Data records:
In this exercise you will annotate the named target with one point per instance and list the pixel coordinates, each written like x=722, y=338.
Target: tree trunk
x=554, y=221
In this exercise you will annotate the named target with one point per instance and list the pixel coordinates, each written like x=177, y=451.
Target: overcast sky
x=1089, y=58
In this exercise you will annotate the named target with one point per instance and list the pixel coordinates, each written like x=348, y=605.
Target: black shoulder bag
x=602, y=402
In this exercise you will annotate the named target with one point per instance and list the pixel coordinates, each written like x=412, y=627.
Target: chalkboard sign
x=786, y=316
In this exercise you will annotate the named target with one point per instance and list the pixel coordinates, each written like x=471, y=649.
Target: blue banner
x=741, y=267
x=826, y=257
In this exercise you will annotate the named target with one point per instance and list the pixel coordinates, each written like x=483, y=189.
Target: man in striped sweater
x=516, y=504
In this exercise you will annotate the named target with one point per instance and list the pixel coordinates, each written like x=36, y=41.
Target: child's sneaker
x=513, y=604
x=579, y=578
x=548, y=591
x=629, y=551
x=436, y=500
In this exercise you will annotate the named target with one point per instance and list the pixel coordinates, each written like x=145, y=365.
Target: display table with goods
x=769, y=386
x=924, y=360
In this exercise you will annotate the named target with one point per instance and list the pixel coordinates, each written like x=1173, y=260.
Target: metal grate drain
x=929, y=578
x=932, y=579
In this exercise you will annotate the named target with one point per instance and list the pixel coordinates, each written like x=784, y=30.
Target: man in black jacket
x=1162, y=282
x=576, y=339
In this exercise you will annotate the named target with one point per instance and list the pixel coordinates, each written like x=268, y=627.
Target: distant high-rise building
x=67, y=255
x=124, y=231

→ Task: Starting at the first line and ending at the last, retype the entries above.

→ Answer area:
In this exercise you will annotate the named target with one point per instance and list the pixel coordinates, each written like x=722, y=338.
Target: tree trunk
x=554, y=221
In this exercise you will annotate the named target with one point per instance and list the pixel coordinates, each written like x=177, y=451.
Target: overcast sky
x=1089, y=58
In this exercise you will annotate the named target with one point per instance and list the pixel coordinates, each written like x=348, y=605.
Target: black shoulder bag
x=602, y=402
In this exercise you will annotate the named target with one point per instance and list the pixel coordinates, each written like x=412, y=627.
Target: chalkboard sign
x=786, y=316
In this exercise you will annotate the named target with one point per instance and list the pixel coordinates, each written like x=471, y=649.
Target: blue banner
x=741, y=267
x=826, y=257
In this exercise you will annotate the named target with one point per instance and list the pixel coordinates, each written like x=483, y=189.
Target: man in striped sweater
x=516, y=504
In this exercise you will annotate the named target with one point per instance and list the pixel coordinates, each written like x=36, y=41.
Target: child's sneaker
x=513, y=604
x=579, y=578
x=548, y=591
x=629, y=551
x=436, y=500
In this exercise you will annotate the named target with one point per instance and list the pixel coordinates, each written like x=145, y=365.
Target: display table with goods
x=769, y=386
x=924, y=360
In this exercise you will annotate the named target with one point per instance and list the pixel coordinates, each written like x=1173, y=260.
Target: metal grate drain
x=929, y=578
x=932, y=579
In this exercise you will annotate the named target with one point per instance and list the pixel coordinates, each written like x=784, y=30.
Target: man in black jacket
x=1162, y=282
x=576, y=339
In this exercise you will annotate the named target with one point per instance and list the pixel coordinates, each written like x=268, y=627.
Target: distant high-rise building
x=67, y=255
x=124, y=231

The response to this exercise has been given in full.